« La Guerre est déclarée » : Armés de fantaisie

Avec « La guerre est déclarée », Valérie Donzelli signe un film enthousiasmant avec un sujet pourtant grave : le cancer d’un enfant.

Christophe Kantcheff  • 1 septembre 2011 abonné·es

La lutte contre la maladie très grave d’un enfant peut donner lieu à un enchantement. Attention : au cinéma seulement. Parce que le cinéma et la vraie vie, ce n’est pas la même chose, n’en déplaise à ceux qui confondent tout — et qui trouvent même parfois que ce que l’écran montre est plus dangereux que la réalité.


La guerre est déclarée, deuxième film de Valérie Donzelli, coécrit avec Jérémie Elkaïm, est donc une fête. Tous deux se sont inspirés de ce qui leur est arrivé dans la vraie vie : la dure épreuve qu’ils ont traversée avec leur fils, qui fut atteint d’une tumeur maligne au cerveau. Depuis, celui-ci est hors de danger — il apparaît même dans le film, interprétant le petit Adam à 8 ans.

Consignes à suivre —
**a.** Répondez à ces questions à partir de l'extrait :
(i) Avec qui Valérie Donzelli a-t-elle coécrit le film ?
(ii) Quelle place ce film occupe-t-il parmi les films de Valérie Donzelli ?
(iii) Quel personnage le fils des deux auteurs interprète-t-il dans le film ?
**b.** Citez fidèlement le passage de l'extrait qui va de « La guerre est déclarée, deuxième » jusqu'à « Adam à 8 ans. » inclus.

Données à traiter —
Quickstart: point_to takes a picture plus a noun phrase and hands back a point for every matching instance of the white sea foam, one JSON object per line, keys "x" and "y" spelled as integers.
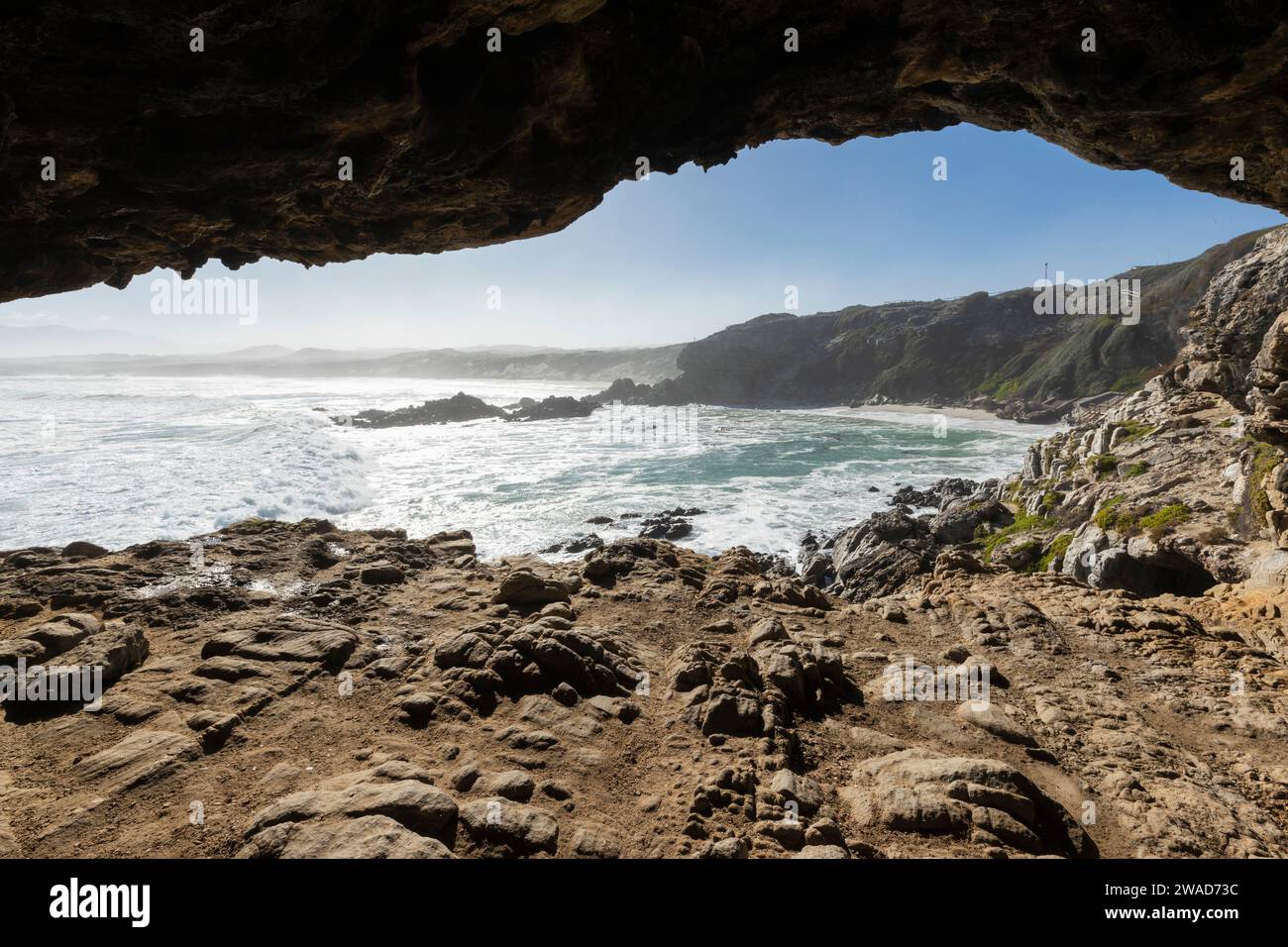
{"x": 128, "y": 459}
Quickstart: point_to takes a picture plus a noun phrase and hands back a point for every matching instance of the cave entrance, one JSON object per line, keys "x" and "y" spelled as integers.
{"x": 1164, "y": 575}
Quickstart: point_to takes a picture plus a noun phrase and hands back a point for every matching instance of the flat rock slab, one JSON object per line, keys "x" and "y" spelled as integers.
{"x": 140, "y": 758}
{"x": 366, "y": 836}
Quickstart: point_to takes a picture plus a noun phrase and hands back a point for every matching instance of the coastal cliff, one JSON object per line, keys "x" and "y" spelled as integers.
{"x": 325, "y": 692}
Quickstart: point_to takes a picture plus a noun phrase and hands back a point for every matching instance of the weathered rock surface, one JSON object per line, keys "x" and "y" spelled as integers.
{"x": 675, "y": 706}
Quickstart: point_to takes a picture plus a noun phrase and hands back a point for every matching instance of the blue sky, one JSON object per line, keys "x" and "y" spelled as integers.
{"x": 678, "y": 257}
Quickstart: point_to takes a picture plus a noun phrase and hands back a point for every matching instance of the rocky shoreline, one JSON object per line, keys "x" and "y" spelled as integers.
{"x": 316, "y": 692}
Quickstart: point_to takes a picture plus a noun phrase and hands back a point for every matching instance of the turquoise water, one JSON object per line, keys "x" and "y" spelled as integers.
{"x": 121, "y": 460}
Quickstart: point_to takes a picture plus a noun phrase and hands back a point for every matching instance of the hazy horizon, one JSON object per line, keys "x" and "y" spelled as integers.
{"x": 678, "y": 257}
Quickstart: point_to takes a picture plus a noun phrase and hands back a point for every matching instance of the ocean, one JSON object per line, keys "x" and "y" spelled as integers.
{"x": 119, "y": 460}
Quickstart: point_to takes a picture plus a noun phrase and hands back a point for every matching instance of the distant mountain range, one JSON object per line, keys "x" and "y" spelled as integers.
{"x": 992, "y": 351}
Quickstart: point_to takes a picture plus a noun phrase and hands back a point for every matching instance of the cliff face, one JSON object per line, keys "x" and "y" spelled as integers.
{"x": 167, "y": 158}
{"x": 1179, "y": 488}
{"x": 991, "y": 348}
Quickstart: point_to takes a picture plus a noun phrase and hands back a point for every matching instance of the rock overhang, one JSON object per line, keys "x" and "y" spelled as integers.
{"x": 171, "y": 158}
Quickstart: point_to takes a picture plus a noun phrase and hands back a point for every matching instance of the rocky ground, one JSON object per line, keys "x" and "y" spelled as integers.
{"x": 292, "y": 689}
{"x": 279, "y": 689}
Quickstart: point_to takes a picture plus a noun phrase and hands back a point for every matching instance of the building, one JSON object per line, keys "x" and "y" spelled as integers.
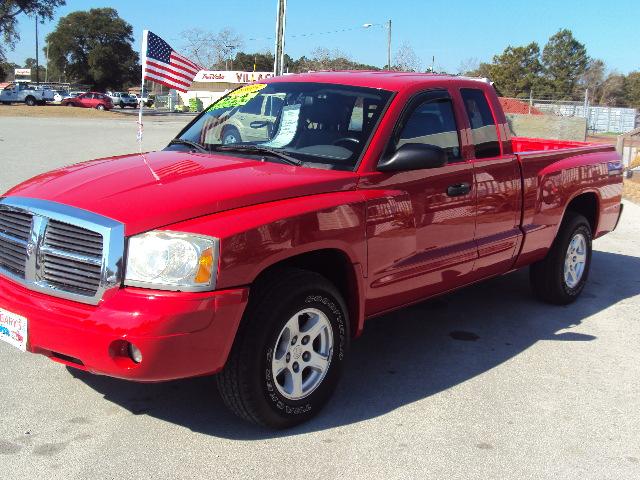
{"x": 210, "y": 85}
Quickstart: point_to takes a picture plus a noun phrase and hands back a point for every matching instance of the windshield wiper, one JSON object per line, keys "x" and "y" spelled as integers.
{"x": 260, "y": 149}
{"x": 189, "y": 143}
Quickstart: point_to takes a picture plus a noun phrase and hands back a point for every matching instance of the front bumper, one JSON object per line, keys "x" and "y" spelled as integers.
{"x": 179, "y": 334}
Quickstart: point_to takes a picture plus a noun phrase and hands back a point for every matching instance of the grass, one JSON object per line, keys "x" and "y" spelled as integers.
{"x": 52, "y": 110}
{"x": 631, "y": 189}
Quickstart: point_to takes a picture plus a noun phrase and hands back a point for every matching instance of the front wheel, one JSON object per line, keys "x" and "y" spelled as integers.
{"x": 561, "y": 276}
{"x": 289, "y": 352}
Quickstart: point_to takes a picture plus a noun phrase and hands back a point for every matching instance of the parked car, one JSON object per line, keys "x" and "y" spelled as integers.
{"x": 262, "y": 260}
{"x": 146, "y": 99}
{"x": 96, "y": 100}
{"x": 59, "y": 95}
{"x": 20, "y": 92}
{"x": 123, "y": 99}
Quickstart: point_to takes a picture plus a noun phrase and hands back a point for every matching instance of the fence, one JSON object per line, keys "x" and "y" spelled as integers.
{"x": 599, "y": 119}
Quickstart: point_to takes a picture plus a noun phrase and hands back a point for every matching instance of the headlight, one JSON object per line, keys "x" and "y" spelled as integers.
{"x": 172, "y": 261}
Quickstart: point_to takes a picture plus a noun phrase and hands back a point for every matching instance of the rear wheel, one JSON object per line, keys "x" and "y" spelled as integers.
{"x": 561, "y": 276}
{"x": 289, "y": 352}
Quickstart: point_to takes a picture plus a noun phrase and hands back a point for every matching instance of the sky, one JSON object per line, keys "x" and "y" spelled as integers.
{"x": 454, "y": 32}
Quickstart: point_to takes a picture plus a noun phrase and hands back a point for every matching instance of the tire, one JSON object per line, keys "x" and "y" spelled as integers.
{"x": 231, "y": 135}
{"x": 561, "y": 276}
{"x": 266, "y": 341}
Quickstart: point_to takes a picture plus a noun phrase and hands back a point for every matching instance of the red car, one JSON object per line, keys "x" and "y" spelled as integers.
{"x": 345, "y": 195}
{"x": 96, "y": 100}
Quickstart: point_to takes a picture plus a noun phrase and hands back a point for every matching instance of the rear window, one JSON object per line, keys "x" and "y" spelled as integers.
{"x": 483, "y": 125}
{"x": 433, "y": 123}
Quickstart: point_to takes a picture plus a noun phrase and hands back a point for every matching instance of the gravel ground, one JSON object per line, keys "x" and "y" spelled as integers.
{"x": 535, "y": 391}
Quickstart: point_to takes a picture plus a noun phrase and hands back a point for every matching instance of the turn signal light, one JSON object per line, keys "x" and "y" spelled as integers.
{"x": 205, "y": 266}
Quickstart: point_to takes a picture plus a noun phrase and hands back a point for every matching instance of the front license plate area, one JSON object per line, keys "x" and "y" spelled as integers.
{"x": 13, "y": 329}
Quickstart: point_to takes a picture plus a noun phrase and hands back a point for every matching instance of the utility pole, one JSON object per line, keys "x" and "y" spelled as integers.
{"x": 46, "y": 72}
{"x": 37, "y": 48}
{"x": 389, "y": 45}
{"x": 278, "y": 64}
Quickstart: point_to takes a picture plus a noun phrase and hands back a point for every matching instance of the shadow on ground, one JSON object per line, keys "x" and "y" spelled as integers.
{"x": 405, "y": 356}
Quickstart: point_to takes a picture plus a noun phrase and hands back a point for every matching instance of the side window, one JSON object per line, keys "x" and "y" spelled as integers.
{"x": 483, "y": 126}
{"x": 433, "y": 123}
{"x": 254, "y": 106}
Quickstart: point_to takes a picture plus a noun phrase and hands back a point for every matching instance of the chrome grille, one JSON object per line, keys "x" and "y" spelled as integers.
{"x": 60, "y": 250}
{"x": 15, "y": 228}
{"x": 72, "y": 259}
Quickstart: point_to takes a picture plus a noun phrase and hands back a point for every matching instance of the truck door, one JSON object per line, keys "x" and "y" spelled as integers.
{"x": 497, "y": 179}
{"x": 9, "y": 94}
{"x": 442, "y": 204}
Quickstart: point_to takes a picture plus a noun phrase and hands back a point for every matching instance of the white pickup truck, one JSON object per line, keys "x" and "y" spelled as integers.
{"x": 25, "y": 93}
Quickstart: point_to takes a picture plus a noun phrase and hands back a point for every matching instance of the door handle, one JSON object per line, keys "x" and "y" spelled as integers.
{"x": 458, "y": 189}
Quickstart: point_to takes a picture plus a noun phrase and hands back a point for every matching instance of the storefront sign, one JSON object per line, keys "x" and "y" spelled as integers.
{"x": 231, "y": 77}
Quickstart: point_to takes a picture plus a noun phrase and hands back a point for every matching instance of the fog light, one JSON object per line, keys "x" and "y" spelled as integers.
{"x": 135, "y": 353}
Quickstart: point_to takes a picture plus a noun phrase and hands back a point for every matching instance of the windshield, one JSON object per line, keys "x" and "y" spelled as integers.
{"x": 313, "y": 122}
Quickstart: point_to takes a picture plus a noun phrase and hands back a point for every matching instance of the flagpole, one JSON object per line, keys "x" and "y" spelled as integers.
{"x": 143, "y": 58}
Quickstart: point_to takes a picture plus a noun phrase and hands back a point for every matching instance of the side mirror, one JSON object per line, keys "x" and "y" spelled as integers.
{"x": 414, "y": 156}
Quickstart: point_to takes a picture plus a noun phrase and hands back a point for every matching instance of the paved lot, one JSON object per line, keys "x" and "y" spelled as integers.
{"x": 542, "y": 392}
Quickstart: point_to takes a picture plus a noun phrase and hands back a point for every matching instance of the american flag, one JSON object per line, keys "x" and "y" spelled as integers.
{"x": 164, "y": 65}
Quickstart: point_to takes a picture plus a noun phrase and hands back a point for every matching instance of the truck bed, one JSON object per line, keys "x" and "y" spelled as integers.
{"x": 522, "y": 145}
{"x": 553, "y": 172}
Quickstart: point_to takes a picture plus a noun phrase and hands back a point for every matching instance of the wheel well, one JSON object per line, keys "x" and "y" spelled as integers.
{"x": 586, "y": 204}
{"x": 332, "y": 264}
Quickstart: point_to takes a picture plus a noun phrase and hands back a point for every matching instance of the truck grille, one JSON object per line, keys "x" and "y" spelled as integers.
{"x": 72, "y": 259}
{"x": 59, "y": 250}
{"x": 15, "y": 228}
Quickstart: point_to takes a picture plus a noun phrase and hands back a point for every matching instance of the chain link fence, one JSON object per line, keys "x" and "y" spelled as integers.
{"x": 600, "y": 119}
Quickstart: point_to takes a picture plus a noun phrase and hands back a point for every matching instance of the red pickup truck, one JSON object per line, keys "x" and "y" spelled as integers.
{"x": 258, "y": 243}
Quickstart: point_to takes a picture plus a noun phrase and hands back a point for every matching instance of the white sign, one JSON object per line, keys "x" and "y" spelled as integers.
{"x": 223, "y": 76}
{"x": 288, "y": 127}
{"x": 13, "y": 329}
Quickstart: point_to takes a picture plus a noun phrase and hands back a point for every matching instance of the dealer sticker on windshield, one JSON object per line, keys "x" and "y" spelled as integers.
{"x": 241, "y": 96}
{"x": 13, "y": 329}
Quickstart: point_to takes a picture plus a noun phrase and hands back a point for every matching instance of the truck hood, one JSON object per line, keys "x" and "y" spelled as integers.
{"x": 146, "y": 191}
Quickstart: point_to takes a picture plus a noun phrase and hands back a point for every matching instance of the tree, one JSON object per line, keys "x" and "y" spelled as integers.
{"x": 632, "y": 89}
{"x": 592, "y": 80}
{"x": 405, "y": 59}
{"x": 613, "y": 91}
{"x": 95, "y": 48}
{"x": 7, "y": 71}
{"x": 565, "y": 61}
{"x": 211, "y": 50}
{"x": 517, "y": 71}
{"x": 11, "y": 9}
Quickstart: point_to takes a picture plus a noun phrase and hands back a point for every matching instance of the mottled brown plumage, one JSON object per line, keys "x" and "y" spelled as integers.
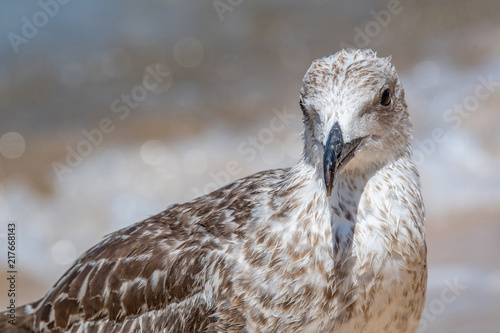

Corrigé détaillé —
**a.**
(i) Avec Jérémie Elkaïm.
(ii) C'est son deuxième film.
(iii) Il interprète le petit Adam à 8 ans.

**b.**
La guerre est déclarée, deuxième film de Valérie Donzelli, coécrit avec Jérémie Elkaïm, est donc une fête. Tous deux se sont inspirés de ce qui leur est arrivé dans la vraie vie : la dure épreuve qu’ils ont traversée avec leur fils, qui fut atteint d’une tumeur maligne au cerveau. Depuis, celui-ci est hors de danger — il apparaît même dans le film, interprétant le petit Adam à 8 ans.